▶ **TEXT PASSAGE**:
>>>>>
If you happen to see a question you know the answer to, please do chime in and help your fellow community members. We encourage our fourm members to be more involved, jump in and help out your fellow researchers with their questions. GATK forum is a community forum and helping each other with using GATK tools and research is the cornerstone of our success as a genomics research community.We appreciate your help!
Test-drive the GATK tools and Best Practices pipelines on Terra
Check out this blog post to learn how you can get started with GATK and try out the pipelines in preconfigured workspaces (with a user-friendly interface!) without having to install anything.
How does HaplotypeCaller discriminate between heterozygous and homozygous variants?
<<<<<
▶ **GIVEN INFORMATION**:
>>>>>
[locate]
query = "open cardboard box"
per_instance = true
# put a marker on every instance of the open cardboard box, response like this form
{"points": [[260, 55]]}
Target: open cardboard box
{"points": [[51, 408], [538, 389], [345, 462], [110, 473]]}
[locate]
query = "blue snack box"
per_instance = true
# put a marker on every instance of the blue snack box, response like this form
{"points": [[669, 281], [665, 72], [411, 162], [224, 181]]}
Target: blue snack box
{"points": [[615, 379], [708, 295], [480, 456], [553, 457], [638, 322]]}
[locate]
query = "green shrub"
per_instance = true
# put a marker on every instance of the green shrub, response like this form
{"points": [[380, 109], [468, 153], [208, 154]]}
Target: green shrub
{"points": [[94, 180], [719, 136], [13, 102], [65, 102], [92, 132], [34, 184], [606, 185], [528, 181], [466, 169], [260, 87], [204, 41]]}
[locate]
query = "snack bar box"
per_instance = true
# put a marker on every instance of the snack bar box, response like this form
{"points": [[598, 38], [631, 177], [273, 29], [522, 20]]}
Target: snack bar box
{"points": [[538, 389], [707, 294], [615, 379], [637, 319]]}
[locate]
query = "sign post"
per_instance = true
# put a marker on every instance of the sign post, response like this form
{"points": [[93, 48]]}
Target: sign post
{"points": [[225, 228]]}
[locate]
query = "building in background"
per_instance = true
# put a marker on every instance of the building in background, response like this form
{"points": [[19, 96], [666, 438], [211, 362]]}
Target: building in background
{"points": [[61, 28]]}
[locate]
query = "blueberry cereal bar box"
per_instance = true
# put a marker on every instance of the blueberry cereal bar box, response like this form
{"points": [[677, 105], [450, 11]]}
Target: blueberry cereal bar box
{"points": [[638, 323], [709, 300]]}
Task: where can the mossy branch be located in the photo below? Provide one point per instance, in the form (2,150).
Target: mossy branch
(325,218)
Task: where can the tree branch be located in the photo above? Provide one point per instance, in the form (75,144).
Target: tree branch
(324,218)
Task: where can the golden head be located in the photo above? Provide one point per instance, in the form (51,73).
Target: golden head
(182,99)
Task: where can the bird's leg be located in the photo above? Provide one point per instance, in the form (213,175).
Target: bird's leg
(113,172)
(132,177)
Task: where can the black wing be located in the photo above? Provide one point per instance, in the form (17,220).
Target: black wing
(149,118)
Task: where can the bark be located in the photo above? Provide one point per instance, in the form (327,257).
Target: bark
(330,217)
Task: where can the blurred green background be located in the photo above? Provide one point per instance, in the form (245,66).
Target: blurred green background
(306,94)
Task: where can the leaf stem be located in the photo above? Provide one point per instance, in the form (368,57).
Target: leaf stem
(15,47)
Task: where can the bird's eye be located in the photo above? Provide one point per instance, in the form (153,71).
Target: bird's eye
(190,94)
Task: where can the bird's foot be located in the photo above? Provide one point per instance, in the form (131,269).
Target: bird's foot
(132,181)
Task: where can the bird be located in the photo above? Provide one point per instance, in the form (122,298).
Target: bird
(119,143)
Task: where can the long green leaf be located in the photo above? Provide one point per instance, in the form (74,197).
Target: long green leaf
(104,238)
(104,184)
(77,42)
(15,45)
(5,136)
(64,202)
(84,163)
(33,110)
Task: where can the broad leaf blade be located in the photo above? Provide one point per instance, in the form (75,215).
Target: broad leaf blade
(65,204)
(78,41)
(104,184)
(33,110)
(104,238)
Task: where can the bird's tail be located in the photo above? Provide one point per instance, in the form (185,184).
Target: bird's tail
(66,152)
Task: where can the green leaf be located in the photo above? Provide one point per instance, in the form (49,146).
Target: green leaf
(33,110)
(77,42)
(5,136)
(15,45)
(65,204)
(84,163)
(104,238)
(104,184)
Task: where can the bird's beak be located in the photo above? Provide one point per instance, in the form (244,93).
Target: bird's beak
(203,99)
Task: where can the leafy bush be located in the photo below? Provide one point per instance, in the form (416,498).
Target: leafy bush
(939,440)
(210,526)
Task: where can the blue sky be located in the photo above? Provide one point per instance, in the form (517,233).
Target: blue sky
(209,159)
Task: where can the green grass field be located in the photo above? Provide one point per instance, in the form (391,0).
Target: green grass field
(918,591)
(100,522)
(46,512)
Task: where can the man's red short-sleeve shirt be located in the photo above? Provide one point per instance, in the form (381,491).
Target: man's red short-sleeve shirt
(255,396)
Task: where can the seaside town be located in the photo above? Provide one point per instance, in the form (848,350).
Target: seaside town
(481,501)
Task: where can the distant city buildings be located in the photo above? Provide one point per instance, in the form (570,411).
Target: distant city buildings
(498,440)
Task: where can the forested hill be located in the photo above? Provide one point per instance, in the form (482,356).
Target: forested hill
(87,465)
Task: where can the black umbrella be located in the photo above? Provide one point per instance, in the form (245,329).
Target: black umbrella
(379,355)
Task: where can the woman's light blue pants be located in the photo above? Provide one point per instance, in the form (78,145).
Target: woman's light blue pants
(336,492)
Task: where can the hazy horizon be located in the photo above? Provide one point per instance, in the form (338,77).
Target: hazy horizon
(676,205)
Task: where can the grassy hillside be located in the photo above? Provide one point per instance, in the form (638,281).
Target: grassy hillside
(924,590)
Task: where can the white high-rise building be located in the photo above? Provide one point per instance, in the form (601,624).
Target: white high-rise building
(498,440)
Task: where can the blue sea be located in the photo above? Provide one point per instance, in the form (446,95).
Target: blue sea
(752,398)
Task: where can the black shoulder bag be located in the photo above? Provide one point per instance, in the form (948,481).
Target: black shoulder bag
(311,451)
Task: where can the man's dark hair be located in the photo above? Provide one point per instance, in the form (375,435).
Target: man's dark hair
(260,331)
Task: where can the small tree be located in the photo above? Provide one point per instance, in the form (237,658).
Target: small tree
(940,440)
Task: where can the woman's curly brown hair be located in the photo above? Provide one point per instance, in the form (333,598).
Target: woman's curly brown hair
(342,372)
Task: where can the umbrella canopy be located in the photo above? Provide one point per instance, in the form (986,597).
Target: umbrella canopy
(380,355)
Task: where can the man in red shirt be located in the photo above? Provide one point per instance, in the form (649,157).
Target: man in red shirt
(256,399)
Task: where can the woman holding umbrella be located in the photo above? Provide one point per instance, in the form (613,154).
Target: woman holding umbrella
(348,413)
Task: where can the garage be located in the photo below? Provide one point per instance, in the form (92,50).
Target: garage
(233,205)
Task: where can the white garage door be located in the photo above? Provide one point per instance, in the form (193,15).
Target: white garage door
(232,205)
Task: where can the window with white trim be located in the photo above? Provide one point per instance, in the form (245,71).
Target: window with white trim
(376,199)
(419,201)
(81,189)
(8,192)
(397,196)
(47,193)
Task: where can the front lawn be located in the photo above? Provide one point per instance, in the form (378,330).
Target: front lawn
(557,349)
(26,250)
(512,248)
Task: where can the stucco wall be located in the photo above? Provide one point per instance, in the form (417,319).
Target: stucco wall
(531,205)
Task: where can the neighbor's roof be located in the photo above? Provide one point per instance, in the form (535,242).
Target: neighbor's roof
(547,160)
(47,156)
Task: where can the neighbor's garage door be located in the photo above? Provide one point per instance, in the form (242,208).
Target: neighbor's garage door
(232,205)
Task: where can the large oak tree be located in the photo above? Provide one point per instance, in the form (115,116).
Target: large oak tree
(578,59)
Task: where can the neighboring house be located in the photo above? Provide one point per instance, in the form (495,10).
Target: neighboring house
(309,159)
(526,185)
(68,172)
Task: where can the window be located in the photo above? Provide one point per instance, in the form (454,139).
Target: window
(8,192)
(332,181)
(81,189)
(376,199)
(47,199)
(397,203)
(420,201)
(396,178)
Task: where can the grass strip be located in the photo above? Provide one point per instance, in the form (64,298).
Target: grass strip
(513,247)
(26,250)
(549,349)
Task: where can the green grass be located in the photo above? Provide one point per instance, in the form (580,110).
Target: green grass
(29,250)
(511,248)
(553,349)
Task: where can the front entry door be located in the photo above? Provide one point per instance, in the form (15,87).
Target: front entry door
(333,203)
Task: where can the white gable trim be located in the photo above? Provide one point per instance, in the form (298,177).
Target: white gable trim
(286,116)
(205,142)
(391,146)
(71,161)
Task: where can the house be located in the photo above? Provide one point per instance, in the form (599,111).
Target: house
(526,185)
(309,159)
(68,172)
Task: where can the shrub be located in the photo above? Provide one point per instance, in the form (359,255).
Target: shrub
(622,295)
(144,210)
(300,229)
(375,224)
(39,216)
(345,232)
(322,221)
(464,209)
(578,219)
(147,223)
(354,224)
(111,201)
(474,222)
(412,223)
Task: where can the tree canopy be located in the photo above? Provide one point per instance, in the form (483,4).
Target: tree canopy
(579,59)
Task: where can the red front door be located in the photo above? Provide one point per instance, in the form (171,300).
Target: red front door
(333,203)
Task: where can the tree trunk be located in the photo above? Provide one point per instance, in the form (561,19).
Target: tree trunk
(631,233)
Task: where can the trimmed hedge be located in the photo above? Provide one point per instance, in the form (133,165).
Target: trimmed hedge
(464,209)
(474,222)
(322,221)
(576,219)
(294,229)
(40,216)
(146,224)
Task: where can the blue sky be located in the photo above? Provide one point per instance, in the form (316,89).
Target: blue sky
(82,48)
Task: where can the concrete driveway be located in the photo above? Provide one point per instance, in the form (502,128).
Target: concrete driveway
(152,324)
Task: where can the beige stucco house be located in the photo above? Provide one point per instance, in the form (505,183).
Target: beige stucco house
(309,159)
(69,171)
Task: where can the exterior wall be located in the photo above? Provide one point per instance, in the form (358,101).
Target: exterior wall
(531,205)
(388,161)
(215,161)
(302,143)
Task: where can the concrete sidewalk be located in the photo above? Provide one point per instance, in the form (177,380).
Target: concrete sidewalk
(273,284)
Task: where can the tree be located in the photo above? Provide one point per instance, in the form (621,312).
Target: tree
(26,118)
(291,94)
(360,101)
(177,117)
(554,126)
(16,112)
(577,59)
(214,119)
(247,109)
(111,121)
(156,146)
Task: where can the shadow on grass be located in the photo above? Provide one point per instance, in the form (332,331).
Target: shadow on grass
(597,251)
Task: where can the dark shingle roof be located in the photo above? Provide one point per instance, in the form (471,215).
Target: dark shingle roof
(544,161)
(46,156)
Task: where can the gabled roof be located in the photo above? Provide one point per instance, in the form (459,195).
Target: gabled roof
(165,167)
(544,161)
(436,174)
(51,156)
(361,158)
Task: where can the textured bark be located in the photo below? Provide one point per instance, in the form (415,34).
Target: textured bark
<<<<<
▶ **CHECK YOUR UNDERSTANDING**:
A - In the GATK forum text, on what platform can the GATK tools and Best Practices pipelines be test-driven?
B - Continue the GATK forum text from the point where it stops.

▶ **PER-TASK OUTPUTS**:
A - On Terra.

B -
Dear members of the GATK team
I am using different GATK modules to detect some SNPs in my RNASeq data set. I did a test run for one individual to get an idea about the output of HaplotypeCaller. I know that I still need to filter my variants, but nevertheless I was wondering how HaplotypeCaller set the variant to heterozygous or homozygous. There must be another parameter to take into account (other than the AD values). Am I right?
Here is an example:
0|*|TRINITY_DN53108_c0_g1::TRINITY_DN53108_c0_g1_i1::g.132814::m.132814 7333 . G T 42.77 PASS AC=1;AF=0.500;AN=2;BaseQRankSum=1.644;ClippingRankSum=0.000;DP=21;ExcessHet=3.0103;FS=3.109;MLEAC=1;MLEAF=0.500;MQ=42.00;MQRankSum=0.000;QD=2.04;ReadPosRankSum=0.629;SOR=0.132 GT:AD:DP:GQ:PL 0/1:18,3:21:71:71,0,703
The genotype is 0/1 (G/T) and the AD is 18 to 3. Actually, I would say that this homozygous.
Before I mapped the reads to the reference, I filtered the reads with FastQC and did other processing steps like adapter trimming. I also marked and removed duplicated reads from the BAM file. So, my reads are processed correctly (I would say) and I could trust the final reads.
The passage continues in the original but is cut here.